[SOURCE TEXT]
It started out as a fairly innocuous news story and has since spiralled into something a great deal more sinister.
Now the country’s nurses association wants to know if there is any criminal liability in the deaths of 2,605 people whose slot for national health surgery simply did not come in time.
The ‘Ordem dos Enfermeiros” has called on the public prosecutor’s office to investigate the case in the light of the report released by the Accounts Court earlier this month that ruled that the health ministry is guilty of falsifying last year’s waiting list data (click here).
Said the Order’s president Ana Rita Cavaco: “I think it is important for the Public Ministry to determine whether criminal responsibility exists as a way of safeguarding the SNS public health service and the lives of Portuguese people”.
Cavaco has also shown her lack of confidence in the group set up to analyse the Accounts Court findings, as in her opinion, anyone investigating this implied hornet’s nest should have nothing to do with the health service.
Diário de Notícias concludes its story on the nursing representative’s challenge stressing that the Accounts Court found clear indication that the management of surgical waiting lists and the times people on them were left waiting for operations had “degraded” between the years 2014-2016 – though essentially delays were in the region of around 7-11 days.
[/SOURCE TEXT]
[PROVIDED DATA]
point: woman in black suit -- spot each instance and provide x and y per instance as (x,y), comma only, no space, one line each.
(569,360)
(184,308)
[/PROVIDED DATA]
= TASKS TO COMPLETE =
(1) Copy from the news story on surgical waiting lists the passage starting with "Diário de Notícias" and going on through "around 7-11 days.".
(2) In the news story about the nurses association, what is the name of the Order's president?
(3) Rewrite more briefly the paragraph of the news story above that begins "Diário de Notícias concludes its story", keeping its main facts.

= SOLUTIONS =
(1)
Diário de Notícias concludes its story on the nursing representative’s challenge stressing that the Accounts Court found clear indication that the management of surgical waiting lists and the times people on them were left waiting for operations had “degraded” between the years 2014-2016 – though essentially delays were in the region of around 7-11 days.

(2) Ana Rita Cavaco.

(3) Diário de Notícias ends its report by noting that the Accounts Court found clear signs that the management of surgical waiting lists and waiting times for operations "degraded" from 2014 to 2016, though delays were essentially around 7–11 days.